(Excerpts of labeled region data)
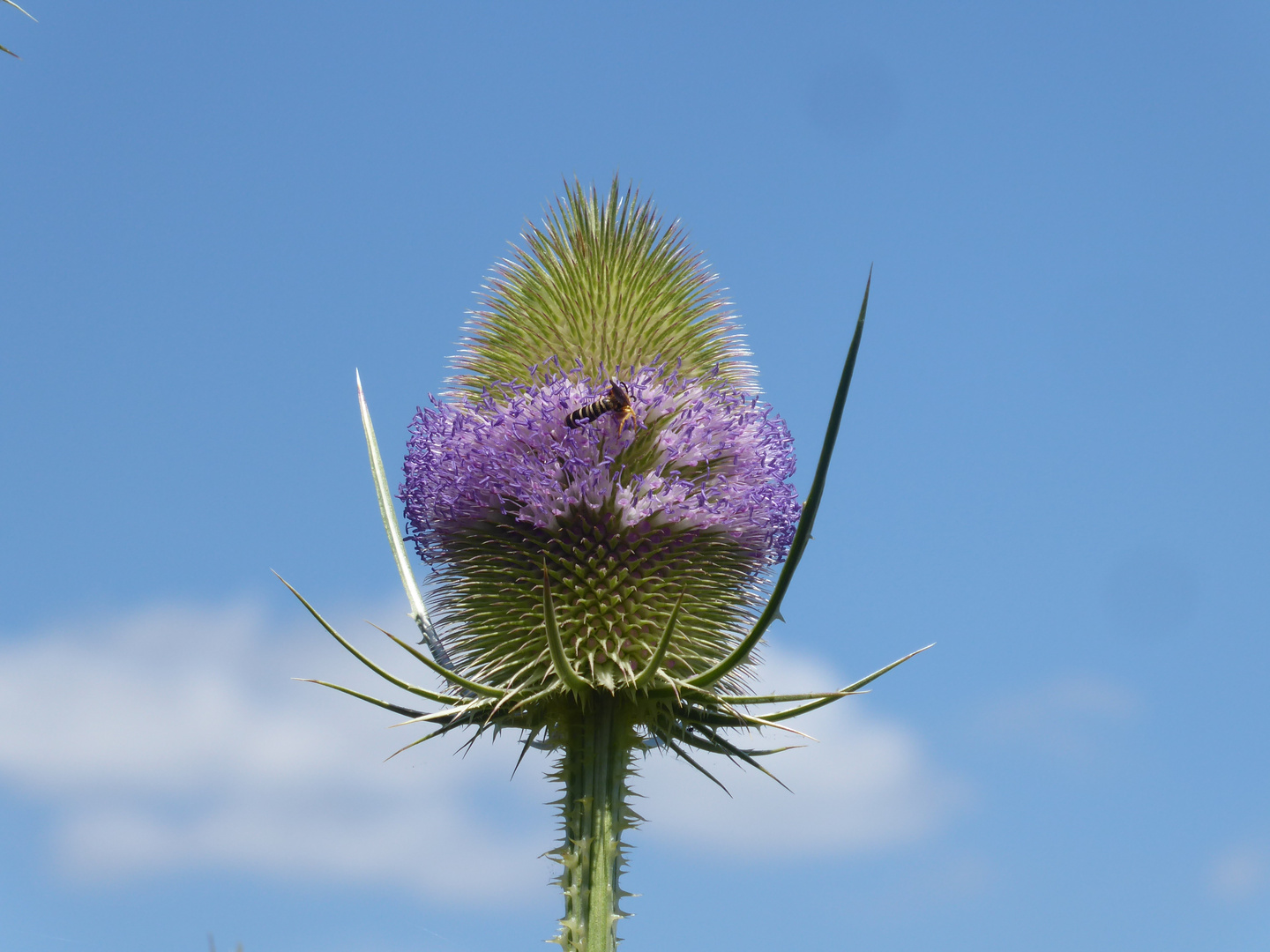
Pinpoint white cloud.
[0,606,956,904]
[635,647,965,856]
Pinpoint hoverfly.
[564,380,635,433]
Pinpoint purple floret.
[400,368,800,563]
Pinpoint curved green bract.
[688,268,872,688]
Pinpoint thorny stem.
[555,692,639,952]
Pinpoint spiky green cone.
[287,179,915,952]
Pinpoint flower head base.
[401,367,799,688]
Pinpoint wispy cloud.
[0,604,958,904]
[979,674,1142,762]
[1207,843,1270,903]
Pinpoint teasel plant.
[288,178,924,952]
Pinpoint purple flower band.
[399,367,800,563]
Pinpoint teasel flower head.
[283,179,915,952]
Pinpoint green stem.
[555,692,638,952]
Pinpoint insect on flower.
[564,380,635,433]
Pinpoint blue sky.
[0,0,1270,952]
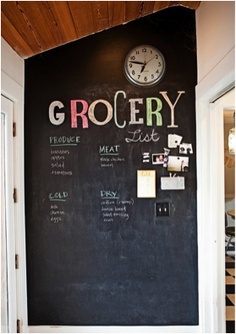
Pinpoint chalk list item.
[48,191,69,224]
[99,145,125,168]
[49,136,80,176]
[137,170,156,198]
[100,190,134,223]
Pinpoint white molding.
[29,326,200,334]
[196,47,235,333]
[1,39,28,333]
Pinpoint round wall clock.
[124,45,166,87]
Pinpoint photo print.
[179,143,193,154]
[163,148,170,168]
[143,152,150,163]
[168,134,183,148]
[167,156,189,172]
[152,153,165,165]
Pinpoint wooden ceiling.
[1,1,201,59]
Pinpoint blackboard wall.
[25,7,198,325]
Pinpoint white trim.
[196,47,235,333]
[29,326,200,334]
[1,39,28,333]
[1,96,17,333]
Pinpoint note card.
[137,170,156,198]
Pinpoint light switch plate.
[161,176,185,190]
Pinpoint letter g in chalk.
[49,101,65,125]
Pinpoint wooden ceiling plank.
[141,1,155,16]
[87,1,109,32]
[1,1,201,58]
[1,12,34,59]
[18,1,64,50]
[108,1,126,27]
[49,1,77,43]
[180,1,201,10]
[125,1,142,22]
[68,1,95,38]
[153,1,171,13]
[1,1,43,53]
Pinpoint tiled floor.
[225,256,235,333]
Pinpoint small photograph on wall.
[167,156,189,172]
[152,153,165,165]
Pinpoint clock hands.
[129,60,145,65]
[130,55,156,73]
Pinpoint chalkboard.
[25,7,198,326]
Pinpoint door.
[1,96,17,333]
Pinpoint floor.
[225,252,235,333]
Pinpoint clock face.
[124,45,165,87]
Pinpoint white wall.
[196,1,235,83]
[196,1,235,333]
[1,39,27,332]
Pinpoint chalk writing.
[48,91,185,129]
[48,191,69,224]
[100,190,134,223]
[49,136,80,146]
[48,191,68,202]
[49,143,72,176]
[99,145,120,155]
[98,145,125,168]
[125,129,160,143]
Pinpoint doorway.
[224,109,235,333]
[1,96,17,333]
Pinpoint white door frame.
[1,39,28,333]
[196,49,235,333]
[1,96,17,333]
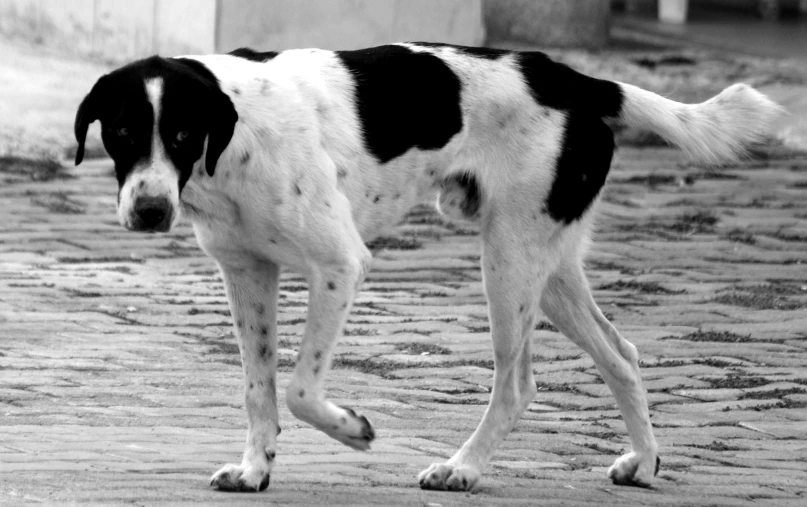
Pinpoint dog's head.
[75,56,238,232]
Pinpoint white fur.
[118,78,179,229]
[133,45,777,490]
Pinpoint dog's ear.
[73,76,106,165]
[205,89,238,176]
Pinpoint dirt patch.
[723,229,757,245]
[700,373,771,389]
[366,236,423,251]
[0,156,75,183]
[659,329,762,343]
[395,342,451,356]
[596,280,686,295]
[739,387,807,400]
[31,192,87,215]
[669,210,720,234]
[713,284,807,310]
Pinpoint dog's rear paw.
[210,463,271,493]
[608,452,661,488]
[418,463,481,491]
[325,407,375,451]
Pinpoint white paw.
[210,463,271,492]
[418,463,482,491]
[608,452,661,488]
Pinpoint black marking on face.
[412,42,512,60]
[336,45,462,163]
[518,51,623,118]
[442,173,482,220]
[227,48,279,62]
[75,56,238,192]
[544,112,614,224]
[258,474,272,491]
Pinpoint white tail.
[618,83,783,165]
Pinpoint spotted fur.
[75,43,778,491]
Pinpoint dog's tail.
[617,83,783,165]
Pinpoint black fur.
[75,56,238,191]
[336,46,462,163]
[518,51,623,117]
[544,111,614,224]
[227,48,278,62]
[412,42,512,60]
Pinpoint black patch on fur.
[412,42,512,60]
[443,174,482,219]
[75,56,238,192]
[518,51,623,118]
[544,112,614,224]
[227,48,278,62]
[336,45,462,163]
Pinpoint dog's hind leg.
[541,256,660,486]
[419,209,550,491]
[210,260,280,491]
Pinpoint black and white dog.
[75,43,779,491]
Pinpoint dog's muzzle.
[129,196,174,232]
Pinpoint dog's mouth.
[121,196,176,232]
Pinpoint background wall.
[0,0,485,62]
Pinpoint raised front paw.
[418,463,481,491]
[323,407,375,451]
[210,463,271,493]
[608,452,661,488]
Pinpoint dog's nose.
[134,197,171,232]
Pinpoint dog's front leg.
[286,248,375,451]
[210,260,280,491]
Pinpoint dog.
[75,43,779,491]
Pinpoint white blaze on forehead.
[118,77,179,230]
[146,77,165,158]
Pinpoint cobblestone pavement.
[0,148,807,506]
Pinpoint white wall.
[216,0,485,52]
[0,0,216,62]
[0,0,485,63]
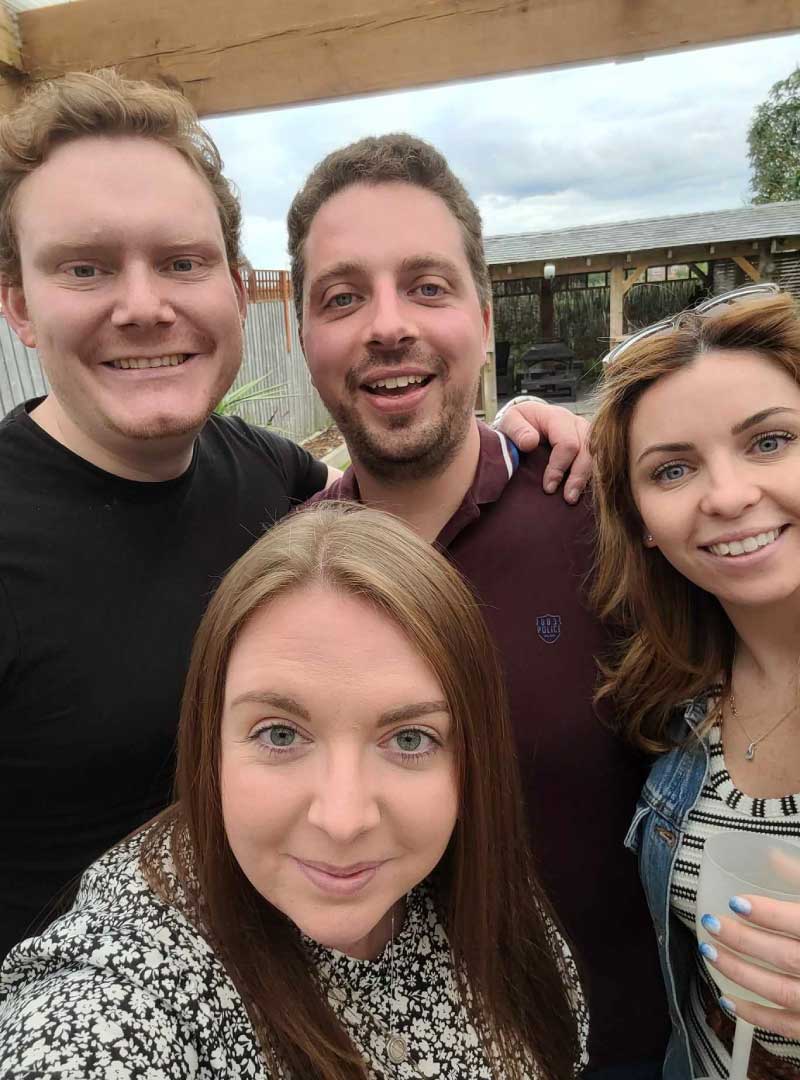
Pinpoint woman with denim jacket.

_Work to be completed:_
Reproduce every line of the records above without any changes, but leave out the pictures.

_Output of the exercise:_
Pinpoint white cloud.
[0,606,956,904]
[635,647,965,856]
Pinpoint hoverfly.
[564,380,635,433]
Pinpoint purple floret.
[400,368,800,563]
Pinpoint curved green bract.
[688,268,872,688]
Pinpoint thorny stem.
[555,692,639,952]
Pinpoint spiky green cone.
[287,179,915,952]
Pinpoint flower head base.
[401,367,799,688]
Pinpoint wispy cloud.
[0,604,958,904]
[979,674,1142,762]
[1207,843,1270,903]
Pinpoint teasel plant.
[288,178,924,952]
Pinpoint purple flower band.
[399,367,800,563]
Pinpoint teasel flower head.
[283,179,915,952]
Pinpoint green stem.
[555,692,638,952]
Pinpoint insect on flower.
[564,380,635,433]
Pinpoint blue sky.
[0,0,1270,952]
Pinpoint chalk list item.
[48,191,69,224]
[99,145,125,168]
[49,136,80,176]
[137,170,156,198]
[100,190,134,223]
Pinpoint white molding.
[29,326,200,334]
[196,47,235,333]
[1,39,28,333]
Pinpoint round wall clock.
[124,45,166,87]
Pinpoint photo print.
[179,143,193,154]
[163,148,170,168]
[143,152,150,163]
[168,134,183,148]
[167,156,189,172]
[152,153,165,165]
Pinpoint wooden ceiling.
[1,1,201,59]
Pinpoint blackboard wall.
[25,7,198,325]
Pinpoint white trim.
[196,47,235,333]
[29,326,200,334]
[1,39,28,333]
[1,96,17,333]
Pinpoint note card.
[137,170,156,198]
Pinpoint light switch plate.
[161,176,185,190]
Pinpoint letter g in chalk.
[49,101,65,125]
Pinpoint wooden ceiling plank.
[141,1,155,16]
[87,1,109,32]
[1,1,201,58]
[1,12,34,59]
[18,1,64,50]
[108,1,126,27]
[49,1,77,43]
[180,1,201,10]
[125,1,142,22]
[68,1,95,38]
[153,1,171,13]
[1,1,43,53]
Pinpoint tiled floor.
[225,256,235,333]
Pinpoint small photograph on wall.
[167,156,189,172]
[152,153,165,165]
Pinpoint clock hands.
[129,60,145,65]
[130,55,156,73]
Pinpoint chalkboard.
[25,7,198,326]
Pinpoint door.
[1,96,17,333]
Pinpoint floor.
[225,252,235,333]
Pinpoint clock face.
[124,45,165,87]
Pinpoint white wall.
[196,1,235,83]
[196,1,235,333]
[1,39,27,332]
Pinpoint chalk writing.
[48,91,185,129]
[48,191,69,224]
[100,190,134,223]
[49,136,80,146]
[48,191,68,202]
[49,143,72,176]
[99,145,120,155]
[98,145,125,168]
[125,129,160,143]
Pinpoint doorway.
[224,109,235,333]
[1,96,17,333]
Pinpoint white door frame.
[1,39,28,333]
[196,49,235,333]
[1,96,17,333]
Pinpoint dog's head.
[75,56,238,232]
Pinpoint white fur.
[118,78,179,229]
[133,45,777,490]
Pinpoint dog's ear.
[73,76,106,165]
[205,89,238,176]
Pinpoint dirt patch.
[723,229,757,245]
[700,373,771,389]
[366,236,423,251]
[0,156,75,183]
[659,329,762,343]
[395,342,451,356]
[596,280,686,295]
[739,387,807,400]
[31,192,87,215]
[669,210,720,234]
[713,284,807,310]
Pinpoint dog's rear paw.
[210,463,271,493]
[608,452,661,488]
[418,463,481,491]
[325,407,375,451]
Pinpoint white paw.
[210,463,271,492]
[418,463,482,491]
[608,452,661,488]
Pinpoint black marking on face.
[412,42,512,60]
[336,45,462,163]
[518,51,623,118]
[442,173,482,220]
[227,48,279,62]
[75,56,238,192]
[544,112,614,224]
[258,474,272,491]
Pinpoint white tail.
[618,83,783,165]
Pinpoint spotted fur.
[75,43,778,491]
Pinpoint dog's tail.
[617,83,783,165]
Pinpoint black fur.
[75,56,238,191]
[336,46,462,163]
[518,51,623,117]
[544,111,614,224]
[227,48,278,62]
[412,42,512,60]
Pinpoint black patch on fur.
[412,42,512,60]
[443,174,482,219]
[75,56,238,192]
[518,51,623,118]
[544,112,614,224]
[227,48,278,62]
[336,45,462,163]
Pinpoint dog's hind leg.
[541,256,660,486]
[419,209,550,491]
[210,260,280,491]
Pinpoint black and white dog.
[75,43,779,491]
Pinpoint dog's muzzle.
[129,196,174,232]
Pinpoint dog's mouth.
[121,196,176,232]
Pinpoint background wall.
[0,0,485,62]
Pinpoint raised front paw.
[418,463,481,491]
[323,407,375,451]
[210,463,271,493]
[608,452,661,488]
Pinpoint dog's nose.
[134,197,171,232]
Pinpoint dog's front leg.
[286,248,375,451]
[210,260,280,491]
Pinpoint dog.
[75,43,779,491]
Pinpoint white blaze on forehead.
[118,77,179,230]
[146,77,165,158]
Pinpoint cobblestone pavement.
[0,148,807,506]
Pinpoint white wall.
[216,0,485,52]
[0,0,216,62]
[0,0,485,63]
Pinpoint woman with denim jacket.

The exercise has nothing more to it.